Page excerpt:
Lookup into the shadow map for SAVSM is exactly 16 texture reads (of 4 with bilinear filtering), regardless of the filter rectangle size. PCF is equal to the number of pixels in the filter rectangle, and also requires dynamic branching.

SAVSM will do better and better the higher the framebuffer resolution, since it is on average cheaper than PCF. In particular for typical scenes with many surfaces at shallow angles, etc. SAVSM will dominate. The only case that PCF will win in is if most of the shadow map is offscreen, in which case the shadow map projection selection/warping scheme used is very poor :)

Also, why do you recommend 8800GTX's? Is it because you're doing the filtering on ABGR32F surfaces instead of 16F (which, iirc, the 6000 and 7000 series cards can filter)?
No actually, no hardware filtering is done. The reasons why I recommend G80s (GTS/GTX/whatever) are:
  • They are by far the fastest card that I've tested with. The 1900XT and 7900GTX are less than half the speed.
  • Some of the code was written with their scalar processors in mind. Data transpositions can be avoided in a several cases with a G80.
  • Secondarily, they support fp32 filtering for hardware VSM.
Still, I think the technique is quite usable on previous generation cards. I suspect the R600 will produce results comparable to the G80.

Are you sure? I'm tabbing between the two screenshots, and it looks like they're completely gone. I even did a quick comparison of some pixels very near the shadow receiving edges on one of the spheres that would be affected by the broadening/softening of the shadow and there was no difference, despite the fact taht there should be one.
To some extent the shadow will fade out as we approximate a larger and larger area light source. However VSM still provides an upper bound, and thus can certainly over-brighten with a complex occluder distribution. This is actually desirable as shadows where none should be is a very bad thing...

Dataset:
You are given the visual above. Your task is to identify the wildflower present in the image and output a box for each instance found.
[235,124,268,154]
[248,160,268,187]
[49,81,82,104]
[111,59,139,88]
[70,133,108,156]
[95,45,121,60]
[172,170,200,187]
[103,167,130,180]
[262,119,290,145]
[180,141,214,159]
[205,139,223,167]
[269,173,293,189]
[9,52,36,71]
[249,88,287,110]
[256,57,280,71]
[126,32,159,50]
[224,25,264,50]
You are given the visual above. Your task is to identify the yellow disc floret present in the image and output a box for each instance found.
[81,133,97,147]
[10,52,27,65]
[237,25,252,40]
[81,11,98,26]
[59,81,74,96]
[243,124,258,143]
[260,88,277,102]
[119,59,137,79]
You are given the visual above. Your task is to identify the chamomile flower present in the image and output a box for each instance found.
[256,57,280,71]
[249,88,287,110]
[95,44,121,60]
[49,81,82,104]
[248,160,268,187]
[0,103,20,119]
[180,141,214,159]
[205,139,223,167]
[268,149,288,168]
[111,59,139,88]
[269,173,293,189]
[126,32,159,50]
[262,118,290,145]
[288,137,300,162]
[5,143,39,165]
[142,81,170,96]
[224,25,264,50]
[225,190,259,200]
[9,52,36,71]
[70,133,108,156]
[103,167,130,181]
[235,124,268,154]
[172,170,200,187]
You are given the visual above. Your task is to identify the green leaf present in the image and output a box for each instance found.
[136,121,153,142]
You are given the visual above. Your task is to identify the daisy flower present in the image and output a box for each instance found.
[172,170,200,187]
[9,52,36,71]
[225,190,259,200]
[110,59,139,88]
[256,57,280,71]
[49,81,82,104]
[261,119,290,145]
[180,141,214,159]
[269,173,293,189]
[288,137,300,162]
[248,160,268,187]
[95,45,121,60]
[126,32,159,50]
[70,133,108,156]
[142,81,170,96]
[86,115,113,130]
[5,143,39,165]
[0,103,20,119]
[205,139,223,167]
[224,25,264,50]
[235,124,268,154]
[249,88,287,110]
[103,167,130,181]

Tasks for this exercise:
#1 In the shadow mapping thread, how many texture reads does an SAVSM shadow map lookup take?
#2 Condense the paragraph of the shadow mapping thread that begins "SAVSM will do better and better" into a short bulleted list that keeps its main facts.
#3 List every reason the shadow mapping thread gives for recommending G80 cards.
The records play no part in what comes next.

Completed exercise:
#1 Exactly 16 texture reads (4 with bilinear filtering), whatever the size of the filter rectangle.

#2
- SAVSM gains more as framebuffer resolution rises, since it is on average cheaper than PCF.
- It will dominate in typical scenes with many surfaces at shallow angles.
- PCF wins only when most of the shadow map is offscreen, which points to a very poor shadow map projection selection/warping scheme.

#3
- They are by far the fastest cards tested; the 1900XT and 7900GTX run at less than half their speed.
- Some of the code was written with their scalar processors in mind, so data transpositions can be avoided in several cases.
- Secondarily, they support fp32 filtering for hardware VSM.